Exercise requirements:
Look over the entries that follow. Report how many lines contain "cube", with nothing else.

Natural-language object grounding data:
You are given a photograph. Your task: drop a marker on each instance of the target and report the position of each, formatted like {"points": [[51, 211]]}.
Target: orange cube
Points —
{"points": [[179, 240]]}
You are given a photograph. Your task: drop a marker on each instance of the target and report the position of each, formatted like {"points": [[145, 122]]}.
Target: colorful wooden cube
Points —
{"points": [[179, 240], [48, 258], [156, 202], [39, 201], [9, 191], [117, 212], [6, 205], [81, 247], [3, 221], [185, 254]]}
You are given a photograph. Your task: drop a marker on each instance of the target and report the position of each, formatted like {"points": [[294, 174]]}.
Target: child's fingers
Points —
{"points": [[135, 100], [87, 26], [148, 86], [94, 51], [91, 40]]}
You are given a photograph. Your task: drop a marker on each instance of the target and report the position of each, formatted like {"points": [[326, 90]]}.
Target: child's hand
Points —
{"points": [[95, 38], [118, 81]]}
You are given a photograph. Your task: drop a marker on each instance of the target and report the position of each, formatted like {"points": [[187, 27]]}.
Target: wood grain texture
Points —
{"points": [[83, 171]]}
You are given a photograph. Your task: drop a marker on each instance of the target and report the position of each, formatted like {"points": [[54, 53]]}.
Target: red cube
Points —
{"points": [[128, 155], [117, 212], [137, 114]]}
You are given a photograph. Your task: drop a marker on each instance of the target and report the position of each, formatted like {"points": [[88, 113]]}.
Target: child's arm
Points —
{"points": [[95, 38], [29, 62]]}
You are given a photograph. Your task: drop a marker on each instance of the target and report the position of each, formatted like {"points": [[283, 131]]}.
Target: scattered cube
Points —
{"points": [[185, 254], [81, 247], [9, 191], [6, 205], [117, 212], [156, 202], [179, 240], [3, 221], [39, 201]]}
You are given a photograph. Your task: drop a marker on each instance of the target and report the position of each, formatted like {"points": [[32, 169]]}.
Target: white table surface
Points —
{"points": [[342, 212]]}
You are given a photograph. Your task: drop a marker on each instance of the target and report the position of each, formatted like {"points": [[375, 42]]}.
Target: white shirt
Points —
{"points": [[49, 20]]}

Completed task:
4